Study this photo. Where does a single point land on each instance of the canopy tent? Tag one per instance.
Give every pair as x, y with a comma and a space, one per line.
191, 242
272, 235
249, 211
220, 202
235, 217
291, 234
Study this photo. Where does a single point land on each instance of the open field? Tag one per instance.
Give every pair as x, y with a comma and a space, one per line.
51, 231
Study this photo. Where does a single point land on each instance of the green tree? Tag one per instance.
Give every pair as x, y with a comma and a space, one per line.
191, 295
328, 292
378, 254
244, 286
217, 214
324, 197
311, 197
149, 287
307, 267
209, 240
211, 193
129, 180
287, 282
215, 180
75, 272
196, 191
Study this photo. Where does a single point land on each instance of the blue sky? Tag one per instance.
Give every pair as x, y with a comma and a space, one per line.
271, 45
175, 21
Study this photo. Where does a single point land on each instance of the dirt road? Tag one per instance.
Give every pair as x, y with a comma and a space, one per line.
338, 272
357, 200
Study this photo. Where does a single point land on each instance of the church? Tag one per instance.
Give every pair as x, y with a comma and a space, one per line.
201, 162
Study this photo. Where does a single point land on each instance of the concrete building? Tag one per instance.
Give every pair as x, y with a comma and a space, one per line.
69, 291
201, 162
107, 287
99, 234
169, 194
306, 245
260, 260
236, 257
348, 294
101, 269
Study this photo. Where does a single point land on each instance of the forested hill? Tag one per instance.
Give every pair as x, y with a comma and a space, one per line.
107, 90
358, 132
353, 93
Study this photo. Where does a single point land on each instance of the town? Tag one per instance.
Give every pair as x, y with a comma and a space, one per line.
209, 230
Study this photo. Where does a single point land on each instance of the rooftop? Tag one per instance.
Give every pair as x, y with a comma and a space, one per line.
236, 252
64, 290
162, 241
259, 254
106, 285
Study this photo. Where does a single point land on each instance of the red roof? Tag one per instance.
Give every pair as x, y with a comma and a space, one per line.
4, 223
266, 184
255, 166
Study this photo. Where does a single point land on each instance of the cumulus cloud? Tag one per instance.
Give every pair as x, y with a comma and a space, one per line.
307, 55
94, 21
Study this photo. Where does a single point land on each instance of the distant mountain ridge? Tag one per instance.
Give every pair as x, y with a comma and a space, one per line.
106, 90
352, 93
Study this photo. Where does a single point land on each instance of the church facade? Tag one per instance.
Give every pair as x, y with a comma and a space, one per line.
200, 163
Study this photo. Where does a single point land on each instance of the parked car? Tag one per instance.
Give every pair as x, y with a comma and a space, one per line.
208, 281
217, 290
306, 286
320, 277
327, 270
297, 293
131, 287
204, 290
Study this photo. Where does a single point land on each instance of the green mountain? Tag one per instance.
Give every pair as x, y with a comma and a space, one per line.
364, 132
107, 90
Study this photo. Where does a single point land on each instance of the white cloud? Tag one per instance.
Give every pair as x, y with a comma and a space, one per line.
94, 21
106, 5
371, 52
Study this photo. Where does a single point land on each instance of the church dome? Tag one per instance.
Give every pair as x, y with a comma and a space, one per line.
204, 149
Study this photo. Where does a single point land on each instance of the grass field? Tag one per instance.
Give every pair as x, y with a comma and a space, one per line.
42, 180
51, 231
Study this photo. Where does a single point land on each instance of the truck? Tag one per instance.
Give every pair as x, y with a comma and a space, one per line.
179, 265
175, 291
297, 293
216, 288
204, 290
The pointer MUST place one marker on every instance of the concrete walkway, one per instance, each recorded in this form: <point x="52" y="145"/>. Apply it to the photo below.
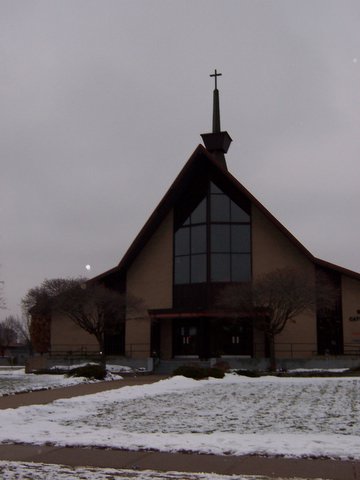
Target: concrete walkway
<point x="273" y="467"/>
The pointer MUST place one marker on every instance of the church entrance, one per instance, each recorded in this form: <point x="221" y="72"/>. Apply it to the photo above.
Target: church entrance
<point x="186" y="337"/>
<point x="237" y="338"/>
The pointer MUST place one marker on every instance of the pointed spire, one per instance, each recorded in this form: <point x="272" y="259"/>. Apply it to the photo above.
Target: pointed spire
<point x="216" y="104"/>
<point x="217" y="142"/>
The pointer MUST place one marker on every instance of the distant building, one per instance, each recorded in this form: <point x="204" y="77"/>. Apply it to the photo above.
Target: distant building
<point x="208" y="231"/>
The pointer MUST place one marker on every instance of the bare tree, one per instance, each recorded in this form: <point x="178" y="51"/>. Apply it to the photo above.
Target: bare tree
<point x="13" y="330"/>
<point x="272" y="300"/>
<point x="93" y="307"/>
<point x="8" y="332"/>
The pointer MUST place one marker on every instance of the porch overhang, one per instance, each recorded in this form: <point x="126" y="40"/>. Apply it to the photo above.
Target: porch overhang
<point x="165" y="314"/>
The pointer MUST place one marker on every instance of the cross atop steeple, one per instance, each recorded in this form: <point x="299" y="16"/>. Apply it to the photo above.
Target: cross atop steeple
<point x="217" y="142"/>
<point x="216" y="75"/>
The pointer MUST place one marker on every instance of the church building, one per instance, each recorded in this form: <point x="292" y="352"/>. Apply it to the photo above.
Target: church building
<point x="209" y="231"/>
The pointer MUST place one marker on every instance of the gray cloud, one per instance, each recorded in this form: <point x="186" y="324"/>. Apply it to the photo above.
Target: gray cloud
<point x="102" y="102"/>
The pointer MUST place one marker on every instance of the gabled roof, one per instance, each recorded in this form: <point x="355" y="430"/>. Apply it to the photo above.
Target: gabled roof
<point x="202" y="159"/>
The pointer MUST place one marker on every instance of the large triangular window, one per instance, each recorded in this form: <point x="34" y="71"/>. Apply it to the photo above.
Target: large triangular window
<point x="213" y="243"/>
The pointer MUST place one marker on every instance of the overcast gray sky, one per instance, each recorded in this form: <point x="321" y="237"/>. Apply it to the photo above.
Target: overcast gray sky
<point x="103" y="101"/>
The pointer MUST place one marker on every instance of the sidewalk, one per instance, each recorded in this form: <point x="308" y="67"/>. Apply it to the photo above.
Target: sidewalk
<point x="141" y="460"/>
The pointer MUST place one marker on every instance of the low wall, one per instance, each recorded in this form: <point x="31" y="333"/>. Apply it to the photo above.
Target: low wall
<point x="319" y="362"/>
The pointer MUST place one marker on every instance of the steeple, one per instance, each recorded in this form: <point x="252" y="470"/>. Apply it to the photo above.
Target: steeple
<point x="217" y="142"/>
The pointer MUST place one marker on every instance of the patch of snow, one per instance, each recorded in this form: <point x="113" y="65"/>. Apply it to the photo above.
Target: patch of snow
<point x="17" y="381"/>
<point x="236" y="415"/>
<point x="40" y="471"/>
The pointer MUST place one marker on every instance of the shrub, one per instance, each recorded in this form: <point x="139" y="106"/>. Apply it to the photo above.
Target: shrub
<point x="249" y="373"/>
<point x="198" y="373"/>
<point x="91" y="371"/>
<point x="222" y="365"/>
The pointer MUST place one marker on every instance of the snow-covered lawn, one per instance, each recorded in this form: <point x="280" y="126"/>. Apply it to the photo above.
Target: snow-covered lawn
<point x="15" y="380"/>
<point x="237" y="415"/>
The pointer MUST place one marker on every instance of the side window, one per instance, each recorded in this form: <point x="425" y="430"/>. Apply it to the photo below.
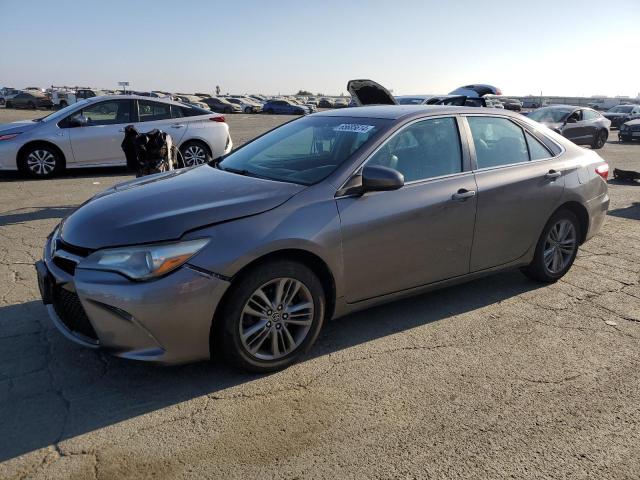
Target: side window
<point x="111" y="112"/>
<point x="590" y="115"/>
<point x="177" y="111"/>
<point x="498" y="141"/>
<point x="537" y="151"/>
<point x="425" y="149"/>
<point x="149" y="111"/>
==
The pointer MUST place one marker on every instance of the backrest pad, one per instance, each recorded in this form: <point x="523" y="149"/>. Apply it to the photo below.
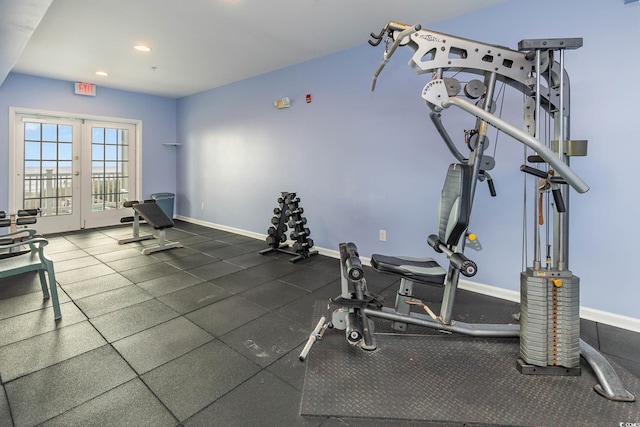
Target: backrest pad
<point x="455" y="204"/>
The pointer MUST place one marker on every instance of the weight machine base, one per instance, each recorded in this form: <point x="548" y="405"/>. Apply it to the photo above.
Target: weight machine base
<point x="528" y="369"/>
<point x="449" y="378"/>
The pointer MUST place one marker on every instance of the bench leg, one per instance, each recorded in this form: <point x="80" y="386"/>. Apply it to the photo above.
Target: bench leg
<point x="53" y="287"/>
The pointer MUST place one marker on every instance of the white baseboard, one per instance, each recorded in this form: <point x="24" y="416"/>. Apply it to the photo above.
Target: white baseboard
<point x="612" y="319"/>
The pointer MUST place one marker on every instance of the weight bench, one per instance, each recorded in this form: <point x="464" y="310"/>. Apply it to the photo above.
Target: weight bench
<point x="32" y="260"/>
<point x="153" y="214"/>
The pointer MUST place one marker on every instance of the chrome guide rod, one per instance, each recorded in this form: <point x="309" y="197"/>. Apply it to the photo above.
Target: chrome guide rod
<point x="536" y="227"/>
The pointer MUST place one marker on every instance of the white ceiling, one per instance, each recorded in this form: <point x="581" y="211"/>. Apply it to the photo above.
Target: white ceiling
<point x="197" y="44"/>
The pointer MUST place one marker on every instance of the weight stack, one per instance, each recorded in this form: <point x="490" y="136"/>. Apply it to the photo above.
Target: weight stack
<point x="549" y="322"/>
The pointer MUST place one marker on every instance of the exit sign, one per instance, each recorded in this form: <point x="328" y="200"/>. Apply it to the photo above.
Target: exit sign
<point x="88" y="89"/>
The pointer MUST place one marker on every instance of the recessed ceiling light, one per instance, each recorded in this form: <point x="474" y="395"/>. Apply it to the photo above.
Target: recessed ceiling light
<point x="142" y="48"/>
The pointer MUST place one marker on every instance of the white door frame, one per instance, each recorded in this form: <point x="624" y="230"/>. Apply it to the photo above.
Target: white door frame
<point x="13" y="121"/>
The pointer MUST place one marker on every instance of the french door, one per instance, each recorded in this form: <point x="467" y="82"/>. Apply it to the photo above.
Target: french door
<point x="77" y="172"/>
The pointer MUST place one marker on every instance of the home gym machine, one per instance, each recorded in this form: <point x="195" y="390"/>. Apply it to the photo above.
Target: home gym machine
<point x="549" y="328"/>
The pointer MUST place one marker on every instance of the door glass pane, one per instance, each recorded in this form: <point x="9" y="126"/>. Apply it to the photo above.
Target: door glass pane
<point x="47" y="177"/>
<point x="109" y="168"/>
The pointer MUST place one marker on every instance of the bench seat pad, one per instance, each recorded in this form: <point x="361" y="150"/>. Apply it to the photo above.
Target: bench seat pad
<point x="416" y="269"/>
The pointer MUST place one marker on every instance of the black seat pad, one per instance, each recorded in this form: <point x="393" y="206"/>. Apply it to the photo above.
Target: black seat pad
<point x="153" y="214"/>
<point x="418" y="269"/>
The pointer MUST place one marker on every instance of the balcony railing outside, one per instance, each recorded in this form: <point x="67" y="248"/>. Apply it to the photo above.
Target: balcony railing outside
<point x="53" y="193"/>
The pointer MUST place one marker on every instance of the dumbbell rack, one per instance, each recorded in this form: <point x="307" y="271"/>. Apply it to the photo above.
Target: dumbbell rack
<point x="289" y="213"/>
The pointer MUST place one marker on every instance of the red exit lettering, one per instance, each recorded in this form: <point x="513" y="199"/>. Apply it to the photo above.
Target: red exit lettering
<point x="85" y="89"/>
* * *
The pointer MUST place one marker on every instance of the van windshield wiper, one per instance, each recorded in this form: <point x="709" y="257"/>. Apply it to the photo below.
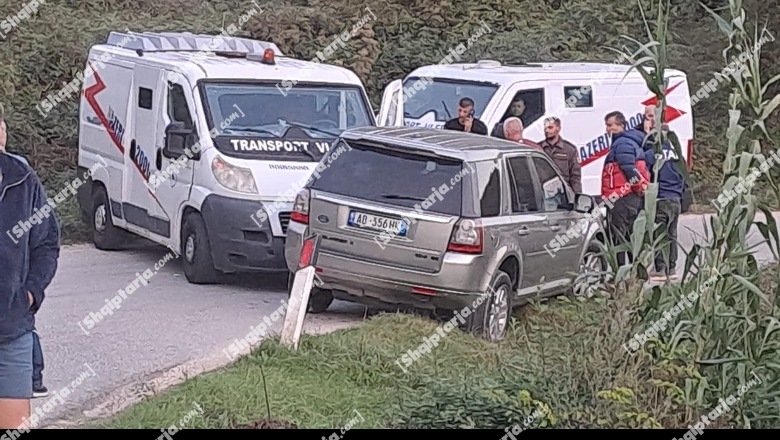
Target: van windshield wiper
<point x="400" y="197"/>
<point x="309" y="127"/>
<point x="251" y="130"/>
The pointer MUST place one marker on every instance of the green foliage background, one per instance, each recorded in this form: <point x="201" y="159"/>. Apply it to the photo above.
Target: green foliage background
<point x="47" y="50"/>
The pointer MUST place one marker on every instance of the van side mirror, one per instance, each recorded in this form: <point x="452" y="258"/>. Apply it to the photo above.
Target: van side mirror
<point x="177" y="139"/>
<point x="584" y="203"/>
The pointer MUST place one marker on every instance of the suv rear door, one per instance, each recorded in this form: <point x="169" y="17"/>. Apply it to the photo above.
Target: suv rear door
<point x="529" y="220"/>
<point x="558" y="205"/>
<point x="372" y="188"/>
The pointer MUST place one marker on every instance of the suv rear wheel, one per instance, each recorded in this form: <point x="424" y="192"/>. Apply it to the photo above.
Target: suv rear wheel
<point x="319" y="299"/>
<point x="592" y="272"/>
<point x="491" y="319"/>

▶ **Requirement**:
How many lines in the rows above contain the string "porch"? Reply with the number alone.

▶ **Correct answer**:
2